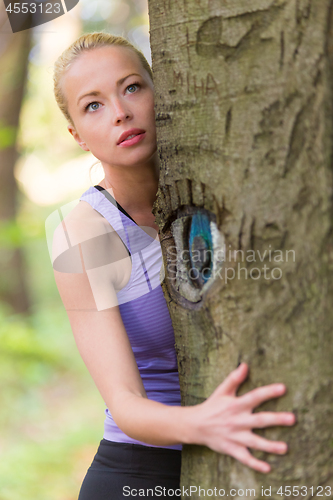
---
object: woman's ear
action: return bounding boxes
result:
[67,125,90,151]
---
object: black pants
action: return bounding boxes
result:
[78,439,181,500]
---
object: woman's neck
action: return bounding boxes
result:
[100,153,159,213]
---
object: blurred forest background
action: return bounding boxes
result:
[0,0,150,500]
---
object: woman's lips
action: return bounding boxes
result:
[118,132,146,148]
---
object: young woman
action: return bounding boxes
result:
[53,33,295,500]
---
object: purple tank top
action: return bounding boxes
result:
[80,186,182,450]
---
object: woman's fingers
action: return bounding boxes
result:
[239,384,286,408]
[228,445,271,474]
[233,432,288,455]
[216,363,248,396]
[244,411,296,429]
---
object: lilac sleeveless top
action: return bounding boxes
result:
[80,186,182,450]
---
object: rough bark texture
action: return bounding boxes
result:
[0,28,31,313]
[149,0,333,498]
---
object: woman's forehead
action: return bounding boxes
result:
[66,46,144,83]
[62,46,145,95]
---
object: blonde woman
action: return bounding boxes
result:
[53,33,295,500]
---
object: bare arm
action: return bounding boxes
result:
[55,202,295,472]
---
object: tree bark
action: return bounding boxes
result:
[0,26,31,313]
[149,0,333,499]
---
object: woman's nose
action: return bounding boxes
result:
[113,99,132,124]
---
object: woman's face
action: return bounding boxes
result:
[62,46,156,167]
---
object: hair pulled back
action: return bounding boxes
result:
[53,31,153,125]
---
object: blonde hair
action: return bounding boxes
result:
[53,31,153,126]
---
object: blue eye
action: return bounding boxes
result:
[85,101,100,111]
[126,83,140,94]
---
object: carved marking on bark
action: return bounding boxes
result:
[169,71,220,97]
[181,26,196,67]
[196,4,285,61]
[225,107,232,137]
[238,213,246,250]
[282,95,315,177]
[280,31,284,70]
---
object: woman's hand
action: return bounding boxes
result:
[191,363,296,473]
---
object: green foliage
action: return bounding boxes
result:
[0,122,17,151]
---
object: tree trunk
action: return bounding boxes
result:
[149,0,333,499]
[0,26,31,313]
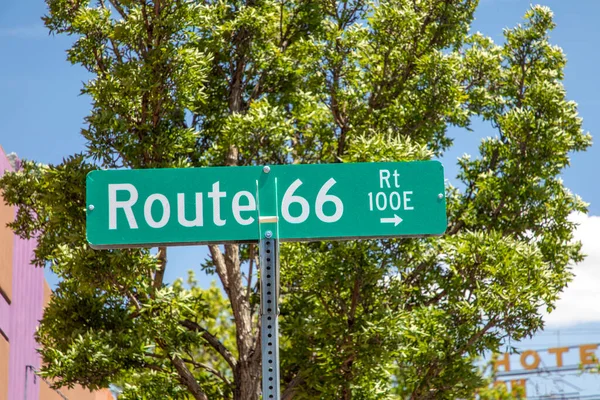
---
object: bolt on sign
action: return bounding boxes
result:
[86,161,447,249]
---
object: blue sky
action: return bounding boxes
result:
[0,0,600,394]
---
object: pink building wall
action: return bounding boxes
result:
[0,148,44,400]
[0,147,113,400]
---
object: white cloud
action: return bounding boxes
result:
[544,214,600,327]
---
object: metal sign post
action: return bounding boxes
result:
[260,231,280,400]
[256,166,281,400]
[86,161,447,400]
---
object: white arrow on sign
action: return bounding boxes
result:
[379,214,402,226]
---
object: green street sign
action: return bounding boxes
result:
[86,161,446,249]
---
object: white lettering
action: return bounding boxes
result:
[108,183,138,229]
[177,193,204,228]
[379,169,391,189]
[403,192,415,210]
[393,169,400,188]
[390,192,401,211]
[281,179,310,224]
[208,182,227,226]
[144,193,171,228]
[375,192,387,211]
[315,178,344,223]
[231,191,256,225]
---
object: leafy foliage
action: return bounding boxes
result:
[0,0,591,400]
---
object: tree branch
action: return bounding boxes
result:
[179,319,237,370]
[182,358,231,386]
[171,356,208,400]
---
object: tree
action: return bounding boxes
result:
[0,0,591,400]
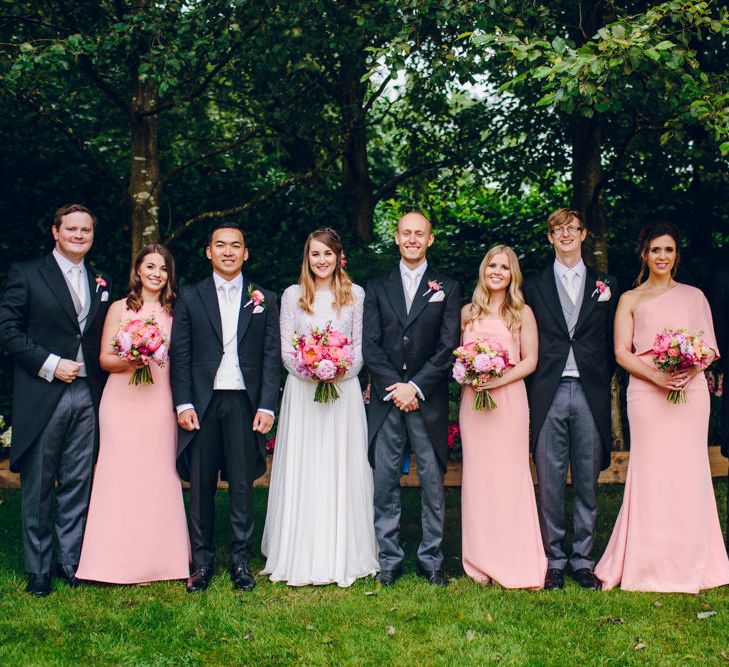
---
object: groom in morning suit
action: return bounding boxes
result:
[170,223,281,593]
[362,212,461,586]
[0,204,111,596]
[524,208,618,590]
[710,269,729,552]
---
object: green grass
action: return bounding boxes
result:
[0,480,729,666]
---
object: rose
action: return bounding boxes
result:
[314,359,337,381]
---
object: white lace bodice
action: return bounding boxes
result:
[281,285,364,380]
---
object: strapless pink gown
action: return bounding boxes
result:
[595,284,729,593]
[460,318,547,588]
[76,306,190,584]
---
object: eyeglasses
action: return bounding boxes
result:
[549,225,582,236]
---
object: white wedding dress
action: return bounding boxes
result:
[261,285,379,587]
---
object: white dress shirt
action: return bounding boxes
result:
[38,248,89,382]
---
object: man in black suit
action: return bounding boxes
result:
[362,212,461,586]
[0,204,110,596]
[170,223,281,592]
[524,209,618,589]
[710,269,729,552]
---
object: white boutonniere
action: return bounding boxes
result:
[243,285,266,315]
[590,280,612,302]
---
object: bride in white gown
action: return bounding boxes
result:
[261,228,379,587]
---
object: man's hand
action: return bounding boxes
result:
[253,410,273,435]
[385,382,418,410]
[53,359,81,382]
[177,408,200,431]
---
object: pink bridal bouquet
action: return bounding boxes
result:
[453,338,512,410]
[653,329,710,403]
[111,316,169,384]
[292,322,354,403]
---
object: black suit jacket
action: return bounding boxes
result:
[170,276,281,479]
[0,253,111,470]
[362,266,461,470]
[524,264,619,468]
[709,269,729,457]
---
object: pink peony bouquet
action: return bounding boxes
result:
[111,316,169,384]
[453,338,513,410]
[652,329,711,403]
[291,322,354,403]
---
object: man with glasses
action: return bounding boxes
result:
[524,208,618,590]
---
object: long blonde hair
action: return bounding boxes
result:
[299,227,354,313]
[465,245,524,334]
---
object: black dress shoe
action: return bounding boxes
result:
[56,563,83,588]
[375,570,402,586]
[25,574,51,598]
[544,567,564,591]
[185,566,213,593]
[418,566,448,586]
[230,563,256,591]
[572,567,602,591]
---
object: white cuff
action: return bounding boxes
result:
[408,380,425,401]
[38,354,61,382]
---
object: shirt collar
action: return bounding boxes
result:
[554,259,585,280]
[400,259,428,280]
[213,271,243,290]
[53,248,84,274]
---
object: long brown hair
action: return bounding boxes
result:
[126,243,177,315]
[466,245,524,334]
[299,227,354,313]
[633,220,681,287]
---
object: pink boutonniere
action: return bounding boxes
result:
[423,280,443,296]
[243,285,266,309]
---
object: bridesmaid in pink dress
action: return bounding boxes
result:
[76,244,190,584]
[595,222,729,593]
[460,245,547,588]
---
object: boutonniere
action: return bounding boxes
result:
[590,280,611,301]
[243,285,266,313]
[423,280,443,296]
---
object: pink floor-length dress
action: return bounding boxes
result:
[595,284,729,593]
[76,304,190,584]
[460,318,547,588]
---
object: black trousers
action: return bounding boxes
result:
[190,391,259,567]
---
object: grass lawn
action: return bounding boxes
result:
[0,480,729,666]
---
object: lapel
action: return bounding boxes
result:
[238,278,256,345]
[400,266,435,328]
[40,254,78,327]
[537,263,569,335]
[84,266,104,331]
[385,265,406,328]
[575,266,599,331]
[199,276,223,343]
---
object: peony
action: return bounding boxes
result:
[314,359,337,381]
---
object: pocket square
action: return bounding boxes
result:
[428,290,445,303]
[597,287,612,302]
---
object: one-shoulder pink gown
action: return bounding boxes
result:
[595,284,729,593]
[460,318,547,588]
[76,305,190,584]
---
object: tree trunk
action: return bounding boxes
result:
[341,52,375,243]
[129,0,159,261]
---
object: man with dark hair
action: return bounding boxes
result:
[0,204,111,596]
[362,212,461,586]
[524,208,618,589]
[170,223,281,593]
[709,269,729,553]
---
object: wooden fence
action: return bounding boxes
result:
[0,447,729,489]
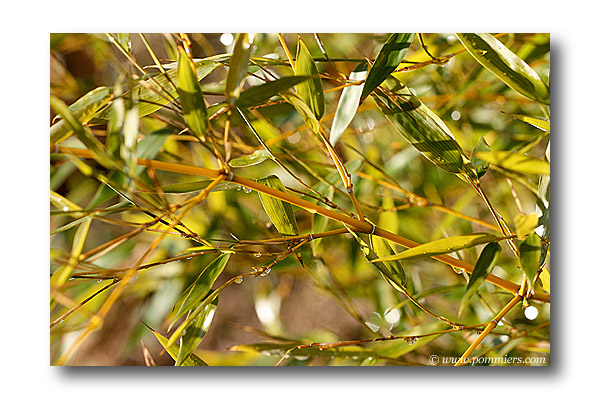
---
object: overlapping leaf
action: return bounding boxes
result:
[456,33,550,104]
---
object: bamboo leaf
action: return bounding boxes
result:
[458,242,502,316]
[373,77,478,180]
[281,93,320,133]
[515,214,538,240]
[175,300,217,366]
[229,149,271,168]
[374,232,497,262]
[177,49,208,138]
[360,33,415,102]
[257,175,298,237]
[169,253,231,330]
[50,86,111,144]
[152,330,208,367]
[329,62,367,145]
[236,76,309,108]
[519,233,542,290]
[456,33,550,104]
[50,96,116,168]
[471,136,492,179]
[474,151,550,175]
[294,37,325,120]
[225,33,255,105]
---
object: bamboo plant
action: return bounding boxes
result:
[50,33,550,366]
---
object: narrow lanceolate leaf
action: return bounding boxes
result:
[152,331,208,367]
[229,149,271,168]
[360,33,415,102]
[50,86,111,144]
[456,33,550,104]
[169,253,230,329]
[373,77,477,180]
[257,175,298,236]
[329,62,367,145]
[458,242,502,316]
[281,93,320,134]
[367,235,406,291]
[519,233,542,289]
[236,76,309,108]
[474,151,550,175]
[50,96,115,168]
[294,38,325,120]
[177,49,208,138]
[175,300,217,366]
[471,136,492,179]
[515,214,538,240]
[375,232,497,261]
[225,33,255,105]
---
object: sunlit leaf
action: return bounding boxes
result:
[360,33,415,101]
[152,331,208,367]
[458,242,502,316]
[456,33,550,104]
[515,214,538,240]
[329,62,367,145]
[225,33,255,105]
[375,232,497,261]
[50,86,111,144]
[474,151,550,175]
[471,136,492,179]
[236,76,309,108]
[373,77,477,180]
[171,254,231,326]
[519,233,542,288]
[175,300,217,366]
[229,149,271,168]
[295,38,325,120]
[177,49,208,138]
[257,175,298,236]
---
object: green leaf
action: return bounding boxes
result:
[456,33,550,104]
[329,62,367,145]
[169,253,231,330]
[50,86,111,144]
[236,76,310,108]
[294,37,325,120]
[175,300,217,366]
[458,242,502,316]
[152,330,208,367]
[373,77,477,180]
[515,214,538,240]
[471,136,492,179]
[374,232,497,261]
[225,33,255,105]
[519,233,542,290]
[229,149,271,168]
[474,151,550,175]
[177,49,208,138]
[50,95,116,168]
[360,33,415,102]
[257,175,298,237]
[281,93,320,134]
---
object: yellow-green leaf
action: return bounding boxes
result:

YOUR OBJECTIVE ::
Convert the entries, from their beginning through the line containing "[100,153,159,213]", into a Markdown table with the columns Row and Text. Each line gets a row number, blank lines are omitted, and the pictures stay out of the table.

CORRECT RESPONSE ::
| Row | Text |
|---|---|
| 1 | --- |
| 2 | object: woman's ear |
| 3 | action: return bounding boxes |
| 4 | result: |
| 5 | [67,125,90,151] |
| 6 | --- |
| 7 | object: black pants |
| 8 | action: return bounding boxes |
| 9 | result: |
| 10 | [78,439,181,500] |
| 11 | --- |
| 12 | object: woman's neck |
| 13 | action: return bounding boxes |
| 14 | result: |
| 15 | [100,153,159,213] |